*** Block opens ***

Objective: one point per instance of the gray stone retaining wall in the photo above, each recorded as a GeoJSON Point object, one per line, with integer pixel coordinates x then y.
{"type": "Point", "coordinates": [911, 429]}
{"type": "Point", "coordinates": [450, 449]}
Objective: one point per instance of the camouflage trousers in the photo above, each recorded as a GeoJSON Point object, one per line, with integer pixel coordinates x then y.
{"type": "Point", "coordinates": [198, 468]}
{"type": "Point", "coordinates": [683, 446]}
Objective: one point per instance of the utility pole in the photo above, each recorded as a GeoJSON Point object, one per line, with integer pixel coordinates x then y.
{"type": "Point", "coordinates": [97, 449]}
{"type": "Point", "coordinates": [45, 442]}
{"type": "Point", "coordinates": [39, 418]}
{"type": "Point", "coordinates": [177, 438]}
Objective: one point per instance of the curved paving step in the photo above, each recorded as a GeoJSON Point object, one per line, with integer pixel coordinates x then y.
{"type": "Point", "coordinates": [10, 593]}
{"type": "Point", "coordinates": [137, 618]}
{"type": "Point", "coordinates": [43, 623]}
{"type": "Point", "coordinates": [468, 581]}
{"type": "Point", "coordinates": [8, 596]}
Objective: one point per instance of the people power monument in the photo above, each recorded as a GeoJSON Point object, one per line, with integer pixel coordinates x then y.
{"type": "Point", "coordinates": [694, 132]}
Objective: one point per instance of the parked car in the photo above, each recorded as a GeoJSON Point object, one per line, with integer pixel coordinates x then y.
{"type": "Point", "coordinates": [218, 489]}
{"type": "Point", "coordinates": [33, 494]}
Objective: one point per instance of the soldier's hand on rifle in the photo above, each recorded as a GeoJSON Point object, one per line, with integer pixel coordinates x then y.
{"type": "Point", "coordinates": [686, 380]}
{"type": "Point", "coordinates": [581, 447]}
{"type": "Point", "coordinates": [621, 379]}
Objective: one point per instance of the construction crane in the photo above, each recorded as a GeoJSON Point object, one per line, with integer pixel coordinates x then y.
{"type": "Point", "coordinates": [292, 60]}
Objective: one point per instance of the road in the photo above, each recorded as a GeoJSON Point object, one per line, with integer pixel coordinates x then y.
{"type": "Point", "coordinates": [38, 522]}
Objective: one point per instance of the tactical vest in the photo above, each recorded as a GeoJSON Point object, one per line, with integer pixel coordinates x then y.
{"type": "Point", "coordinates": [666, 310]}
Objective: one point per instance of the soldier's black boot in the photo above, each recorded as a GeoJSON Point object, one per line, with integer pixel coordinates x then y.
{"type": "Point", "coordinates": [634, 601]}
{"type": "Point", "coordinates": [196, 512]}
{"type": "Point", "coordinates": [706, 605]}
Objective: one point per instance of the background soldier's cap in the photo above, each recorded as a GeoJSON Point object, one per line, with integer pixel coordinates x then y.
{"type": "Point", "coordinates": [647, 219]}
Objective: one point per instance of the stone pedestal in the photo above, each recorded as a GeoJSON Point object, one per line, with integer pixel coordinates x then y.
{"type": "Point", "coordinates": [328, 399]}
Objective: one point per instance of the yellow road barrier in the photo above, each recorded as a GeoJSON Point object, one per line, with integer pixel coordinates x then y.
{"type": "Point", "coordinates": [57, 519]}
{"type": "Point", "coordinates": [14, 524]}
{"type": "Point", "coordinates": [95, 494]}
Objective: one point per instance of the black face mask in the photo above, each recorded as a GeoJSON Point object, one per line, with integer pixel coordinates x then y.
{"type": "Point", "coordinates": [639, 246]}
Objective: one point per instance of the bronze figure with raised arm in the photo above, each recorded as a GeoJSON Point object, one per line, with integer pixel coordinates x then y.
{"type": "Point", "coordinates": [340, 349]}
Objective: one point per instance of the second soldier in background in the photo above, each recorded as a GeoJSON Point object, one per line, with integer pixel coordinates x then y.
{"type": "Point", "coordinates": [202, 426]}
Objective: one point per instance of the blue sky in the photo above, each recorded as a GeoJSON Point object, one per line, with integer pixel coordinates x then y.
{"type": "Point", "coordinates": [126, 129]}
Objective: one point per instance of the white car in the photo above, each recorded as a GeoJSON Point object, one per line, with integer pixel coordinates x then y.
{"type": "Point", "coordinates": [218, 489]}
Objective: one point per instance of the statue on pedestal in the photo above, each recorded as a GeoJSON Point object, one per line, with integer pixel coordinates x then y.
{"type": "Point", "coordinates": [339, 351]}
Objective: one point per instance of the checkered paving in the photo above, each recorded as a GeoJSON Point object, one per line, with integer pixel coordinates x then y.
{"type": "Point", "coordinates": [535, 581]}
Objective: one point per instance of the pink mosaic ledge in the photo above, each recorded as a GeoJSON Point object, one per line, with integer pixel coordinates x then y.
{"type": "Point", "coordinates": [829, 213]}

*** Block closes ***

▶ Work task
Write out the full listing without altering anything.

▶ Result
Objective: one point per instance of the gray stone retaining wall in the photo above, each recorded as a GeoJSON Point object, one per line, with integer pixel coordinates x then y.
{"type": "Point", "coordinates": [911, 429]}
{"type": "Point", "coordinates": [450, 449]}
Objective: one point per instance of the camouflage trousers in the photo above, each recorded as a GeoJSON Point object, one per line, with integer pixel coordinates x then y.
{"type": "Point", "coordinates": [198, 468]}
{"type": "Point", "coordinates": [683, 446]}
Objective: one point per instance of the utility pole in the photo above, each recorded as a GeoJSON Point object, one per line, with integer pixel coordinates x then y.
{"type": "Point", "coordinates": [97, 449]}
{"type": "Point", "coordinates": [45, 442]}
{"type": "Point", "coordinates": [39, 418]}
{"type": "Point", "coordinates": [177, 438]}
Objective: one point per instance of the curved paving step in the photo above, each recorded as a GeoJSON Point object, one per line, with integer pixel coordinates x then y.
{"type": "Point", "coordinates": [10, 593]}
{"type": "Point", "coordinates": [137, 618]}
{"type": "Point", "coordinates": [43, 623]}
{"type": "Point", "coordinates": [468, 581]}
{"type": "Point", "coordinates": [8, 596]}
Objective: one point per instance of the people power monument in the photo above, each recorded as a GeoJSON Point object, one per line, with integer pixel coordinates x then y.
{"type": "Point", "coordinates": [694, 132]}
Objective: one point per instance of the parked car in the photo above, each recorded as a GeoJSON Point object, one per line, with integer pixel coordinates x then y.
{"type": "Point", "coordinates": [218, 489]}
{"type": "Point", "coordinates": [33, 494]}
Objective: one point per instance of the soldier's hand on rifle in the photo above, each recorded as a GeoJSON Point object, one per line, with integer pixel coordinates x then y.
{"type": "Point", "coordinates": [686, 380]}
{"type": "Point", "coordinates": [581, 447]}
{"type": "Point", "coordinates": [621, 379]}
Objective: one point per instance of the construction crane in the photo above, each recorded as a GeoJSON Point object, one per line, with integer pixel coordinates x then y.
{"type": "Point", "coordinates": [292, 60]}
Objective: one point per instance of the road in the photo above, each recorded as a GeoJSON Point object, one per line, with integer pixel coordinates x then y.
{"type": "Point", "coordinates": [38, 522]}
Objective: one point per instance of the tactical vest in the photo above, each recorded as a GeoJSON Point object, one per line, with integer pixel coordinates x then y.
{"type": "Point", "coordinates": [666, 310]}
Objective: one point per instance of the soldier's black boot in the photo above, each recorded as a GeoJSON Point object, one per line, with integer pixel coordinates x then y.
{"type": "Point", "coordinates": [634, 601]}
{"type": "Point", "coordinates": [196, 512]}
{"type": "Point", "coordinates": [706, 605]}
Objective: one point per instance of the background soldier's cap in the photo above, each recorded as a GeoJSON Point object, one per line, with integer pixel coordinates x then y.
{"type": "Point", "coordinates": [647, 219]}
Objective: one point per instance of the stone pedestal in the photo above, each recorded as a GeoJSON Point object, one per line, with integer pixel coordinates x then y.
{"type": "Point", "coordinates": [328, 399]}
Objective: one point per instance of the yellow road barrier in the photo above, each recorded as a GeoJSON Point object, one per line, with integer pixel coordinates x then y.
{"type": "Point", "coordinates": [57, 519]}
{"type": "Point", "coordinates": [14, 524]}
{"type": "Point", "coordinates": [95, 494]}
Objective: one point per instance of the black face mask in the photo above, each recorded as a GeoJSON Point object, one per line, with integer pixel coordinates x then y.
{"type": "Point", "coordinates": [639, 246]}
Objective: one point per instance of the bronze figure with raised arm in the photo above, each recorded as a GeoJSON Point object, one per line, with integer pixel coordinates x then y.
{"type": "Point", "coordinates": [340, 349]}
Objective: one point per instance of the second soldier in background in the photo above, each recorded as a GeoJSON Point object, one per line, with integer pixel coordinates x then y.
{"type": "Point", "coordinates": [202, 426]}
Objective: one point per instance of the blue sky in the photo above, each recorded as a GeoJSON Point object, one per line, with integer pixel coordinates x then y.
{"type": "Point", "coordinates": [126, 129]}
Objective: one point per instance of the white car in the photo above, each recorded as a GeoJSON Point object, one per line, with integer pixel coordinates x then y.
{"type": "Point", "coordinates": [218, 489]}
Objective: one point per instance of the statue on pedestal in the photo above, each recorded as a GeoJSON Point object, one per line, with integer pixel coordinates x then y.
{"type": "Point", "coordinates": [339, 351]}
Objective: one point per instance of the checkered paving in the photo above, each recorded as a GeoJSON Point object, one per line, with integer pixel coordinates x then y.
{"type": "Point", "coordinates": [535, 581]}
Objective: one point per instance of the pink mosaic ledge in the photo above, each recorded as a GeoJSON Point object, one per line, with integer pixel coordinates x then y.
{"type": "Point", "coordinates": [829, 213]}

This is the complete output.